RECORDS FOR THIS TASK start

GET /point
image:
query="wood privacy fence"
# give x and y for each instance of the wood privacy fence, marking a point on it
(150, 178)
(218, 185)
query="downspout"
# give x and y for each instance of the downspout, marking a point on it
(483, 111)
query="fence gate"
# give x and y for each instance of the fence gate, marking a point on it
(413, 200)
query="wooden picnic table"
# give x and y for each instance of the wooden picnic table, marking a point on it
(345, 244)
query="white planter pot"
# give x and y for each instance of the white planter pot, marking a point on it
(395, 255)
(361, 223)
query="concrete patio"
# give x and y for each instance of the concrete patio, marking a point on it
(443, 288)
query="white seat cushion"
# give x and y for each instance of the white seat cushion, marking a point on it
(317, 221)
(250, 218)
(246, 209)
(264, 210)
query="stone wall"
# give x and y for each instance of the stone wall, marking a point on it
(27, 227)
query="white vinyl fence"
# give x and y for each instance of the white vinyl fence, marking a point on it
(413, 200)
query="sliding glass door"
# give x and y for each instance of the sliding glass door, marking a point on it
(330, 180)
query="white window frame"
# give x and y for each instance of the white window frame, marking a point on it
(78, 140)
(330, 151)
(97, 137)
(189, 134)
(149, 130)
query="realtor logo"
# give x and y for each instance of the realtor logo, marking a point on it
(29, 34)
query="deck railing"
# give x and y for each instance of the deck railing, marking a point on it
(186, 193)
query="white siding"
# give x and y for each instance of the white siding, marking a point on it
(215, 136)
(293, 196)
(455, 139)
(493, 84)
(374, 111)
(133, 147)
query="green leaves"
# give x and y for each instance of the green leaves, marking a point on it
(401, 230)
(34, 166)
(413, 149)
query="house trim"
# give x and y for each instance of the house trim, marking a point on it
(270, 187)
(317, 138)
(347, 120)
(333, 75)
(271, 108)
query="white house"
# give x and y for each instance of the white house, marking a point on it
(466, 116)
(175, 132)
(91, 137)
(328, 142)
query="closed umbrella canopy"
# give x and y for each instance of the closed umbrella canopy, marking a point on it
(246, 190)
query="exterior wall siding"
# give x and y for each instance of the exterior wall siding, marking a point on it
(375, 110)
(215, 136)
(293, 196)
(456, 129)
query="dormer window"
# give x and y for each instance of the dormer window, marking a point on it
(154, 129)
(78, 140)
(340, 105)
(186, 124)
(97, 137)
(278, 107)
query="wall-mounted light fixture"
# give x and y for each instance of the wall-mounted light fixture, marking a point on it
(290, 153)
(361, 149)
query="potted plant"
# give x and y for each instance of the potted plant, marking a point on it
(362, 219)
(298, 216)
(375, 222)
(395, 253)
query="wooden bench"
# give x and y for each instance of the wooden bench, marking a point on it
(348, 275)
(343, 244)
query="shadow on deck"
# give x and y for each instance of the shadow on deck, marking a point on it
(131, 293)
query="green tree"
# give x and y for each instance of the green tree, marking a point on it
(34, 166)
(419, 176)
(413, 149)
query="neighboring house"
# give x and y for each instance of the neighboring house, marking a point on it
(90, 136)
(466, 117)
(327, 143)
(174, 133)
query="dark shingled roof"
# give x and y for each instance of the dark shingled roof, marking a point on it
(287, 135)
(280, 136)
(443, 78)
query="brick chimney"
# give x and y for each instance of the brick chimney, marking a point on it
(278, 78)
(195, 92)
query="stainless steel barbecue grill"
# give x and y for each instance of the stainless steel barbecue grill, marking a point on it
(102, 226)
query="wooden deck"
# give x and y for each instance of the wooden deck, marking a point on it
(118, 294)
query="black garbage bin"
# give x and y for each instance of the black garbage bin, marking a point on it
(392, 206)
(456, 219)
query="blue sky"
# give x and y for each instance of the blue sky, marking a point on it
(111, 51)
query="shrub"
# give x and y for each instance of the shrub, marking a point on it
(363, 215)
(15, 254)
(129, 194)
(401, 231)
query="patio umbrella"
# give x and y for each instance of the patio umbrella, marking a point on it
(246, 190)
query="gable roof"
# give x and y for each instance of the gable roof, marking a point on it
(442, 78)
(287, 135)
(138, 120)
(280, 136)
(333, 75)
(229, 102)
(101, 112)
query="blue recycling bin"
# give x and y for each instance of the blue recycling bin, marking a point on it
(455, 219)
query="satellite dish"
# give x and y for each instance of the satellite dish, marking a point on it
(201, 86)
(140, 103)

RECORDS FOR THIS TASK end

Your task is to reproduce the whole listing exactly.

GET /point
image:
query="wood privacy fence"
# give x and y for each instance of the wood privacy fence, marking a point on it
(150, 178)
(218, 185)
query="downspout"
# give x and y for each instance of the downspout, marking a point on it
(483, 111)
query="fence gate"
# give x and y for each instance of the fence gate, marking a point on it
(413, 200)
query="wooden picnic table"
# give x and y for each instance of the wooden picnic table, marking a point on it
(345, 244)
query="white planter pot"
# give x and y for each instance of the white planter pot, marking a point on it
(395, 255)
(361, 223)
query="concrete patio"
# give x and y for each instance of the concrete patio, marking a point on it
(443, 288)
query="white seat cushion"
# give x and y for each instance of the white seat cushion, marking a point on it
(317, 221)
(250, 218)
(246, 209)
(264, 210)
query="stone wall"
# give x and y for each instance of the stone wall, marking a point on it
(27, 227)
query="white vinyl fence"
# give x and y for each instance of the white vinyl fence, marking a point on it
(413, 200)
query="sliding glass door"
# give x and y for each instance of the sliding glass door, marking a point on it
(330, 180)
query="white window frame"
# give x and y for each instance of the white window frame, marking a point on it
(78, 140)
(330, 151)
(97, 137)
(189, 134)
(149, 130)
query="realtor logo"
# give x and y for each instance of the realtor logo, marking a point on it
(29, 34)
query="deck railing"
# give x and y for each instance of the deck railing, marking a point on it
(186, 193)
query="white siding"
# give x and y for each instance of the white siding, marking a point on it
(215, 136)
(293, 196)
(455, 139)
(493, 84)
(374, 111)
(133, 147)
query="green leaves"
# give x and y for each instance of the green leaves, marking a point on it
(401, 230)
(34, 166)
(413, 149)
query="house trim"
# give x and y for each instance of the house trim, marking a point on it
(270, 187)
(317, 138)
(347, 120)
(333, 75)
(271, 108)
query="white house"
# give x and y for each instance of the white house, marking a point on it
(466, 116)
(175, 132)
(91, 137)
(328, 142)
query="closed umbrella canopy"
# give x and y for each instance of the closed umbrella canopy, marking a point on it
(246, 190)
query="exterior wall siding"
# give x and y for each instance of the exterior wall siding, marking a point on it
(375, 110)
(215, 136)
(293, 196)
(456, 129)
query="dormer window"
# give x and y for each instance of the dormer window, marking a point on it
(154, 129)
(78, 140)
(340, 105)
(186, 124)
(97, 137)
(278, 107)
query="wall-mounted light fixture"
# give x and y for each instance of the wall-mounted light fixture, marking a point on it
(290, 153)
(361, 149)
query="potted plant"
# give x and y for each instance of the potted plant, marking a point on it
(362, 219)
(298, 216)
(375, 222)
(395, 253)
query="wooden bench"
# give x and y for each instance of the wooden bench, marking a point on it
(348, 275)
(343, 244)
query="shadow on deck"
# give x and y for each instance of the shadow on deck, marking a point on it
(131, 293)
query="green tree"
# give x and y for each instance of the green tree, marking a point on it
(34, 166)
(419, 176)
(413, 149)
query="neighboring house"
# give x and y for each instance of the neighboring house, marking a point on it
(90, 136)
(466, 117)
(327, 143)
(174, 133)
query="dark shingled roof"
# give x and y for each instance of the dark shingled roof, marking a point on it
(287, 135)
(280, 136)
(443, 78)
query="brick chimney"
# give x and y for each instance of the brick chimney, marking a point on it
(278, 78)
(195, 92)
query="stainless steel barbecue grill"
# give x and y for each instance of the stainless steel barbecue grill, marking a point on it
(102, 226)
query="wooden deck"
# give x and y for each instance of the wooden deck, marking a point on it
(118, 294)
query="black garbage bin"
# give x and y for each instance of the black garbage bin, marking a point on it
(392, 206)
(456, 219)
query="blue sky"
# give x and y for each instance of the blue sky, marking a point on it
(111, 51)
query="shrub"
# give x and y for each instance of the shrub, marking a point on it
(363, 215)
(15, 254)
(129, 194)
(401, 231)
query="patio umbrella"
# give x and y for each instance of the patio umbrella, marking a point on it
(246, 190)
query="gable roof"
# give x and y for each instance of the gable roof, marking a point on it
(442, 78)
(287, 135)
(138, 120)
(280, 136)
(333, 75)
(229, 102)
(101, 112)
query="blue recycling bin"
# give x and y for each instance of the blue recycling bin, marking a point on it
(455, 219)
query="satellite dish"
# give x and y for each instance of the satellite dish, marking a point on it
(201, 86)
(140, 103)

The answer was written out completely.